■ Document

Hello list,
The Tika BodyContentHandler class handles the contents inside the
<body>....</body> of an HTML document.
Now I need to handle the content inside a <div id="special"> ....</div>
of an HTML document.
I got stuck trying to check <div> attribute "id".
The problem is that attributes of elements are always empty inside
method ContentHandler.StartElement, because they got lost in a
previously called method:
HtmlHandler.startElement
...
if (safe != null) {
xhtml.startElement(safe); // element attributes not
passed in
Below you'll find the steps I took so far. Is there a better way I
should do this?
Thanks,
Anne
=======================================
Steps I took
First of all, you need to trigger a "ContentHandler.StartElement" event
for the the <div> element:
// override method HtmlMapper.mapSafeElement
public class DivHtmlMapper extends DefaultHtmlMapper {
@Override
public String mapSafeElement(String name) {
if ("DIV".equals(name)) return "div";
return super.mapSafeElement(name);
}
}
// add the override to the parser context
ParseContext context = new ParseContext();
context.set(HtmlMapper.class, new DivHtmlMapper());
Then create an override for ContentHandler methods "StartElement:",
"EndElement:" and "characters" to catch the trigger for the <div> element
class DivContentHandler extends BodyContentHandler
{
override methods StartElement, EndElement and characters ...

■ Supplied information
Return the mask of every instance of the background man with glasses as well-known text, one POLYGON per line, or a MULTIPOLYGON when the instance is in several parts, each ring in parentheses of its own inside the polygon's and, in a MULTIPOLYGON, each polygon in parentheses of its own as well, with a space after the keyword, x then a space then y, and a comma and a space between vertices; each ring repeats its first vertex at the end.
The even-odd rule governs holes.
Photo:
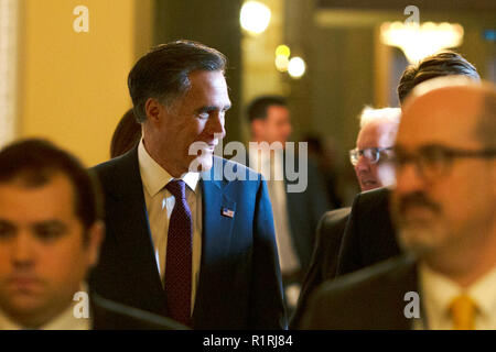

■ Tasks
1. Retype everything in the Tika post from "The problem is" down to "should do this?".
2. For each statement, say yes or no to whether the Tika post agrees, and quote the words from the post that decide it: (a) The BodyContentHandler class handles the content inside the body of an HTML document. (b) Attributes arrive filled in when the ContentHandler.StartElement method is called. (c) The DivHtmlMapper class extends DefaultHtmlMapper.

■ Worked answers
1.
The problem is that attributes of elements are always empty inside
method ContentHandler.StartElement, because they got lost in a
previously called method:
HtmlHandler.startElement
...
if (safe != null) {
xhtml.startElement(safe); // element attributes not
passed in
Below you'll find the steps I took so far. Is there a better way I
should do this?

2.
(a) Yes: "The Tika BodyContentHandler class handles the contents inside the <body>....</body> of an HTML document."
(b) No: "attributes of elements are always empty inside method ContentHandler.StartElement"
(c) Yes: "public class DivHtmlMapper extends DefaultHtmlMapper {"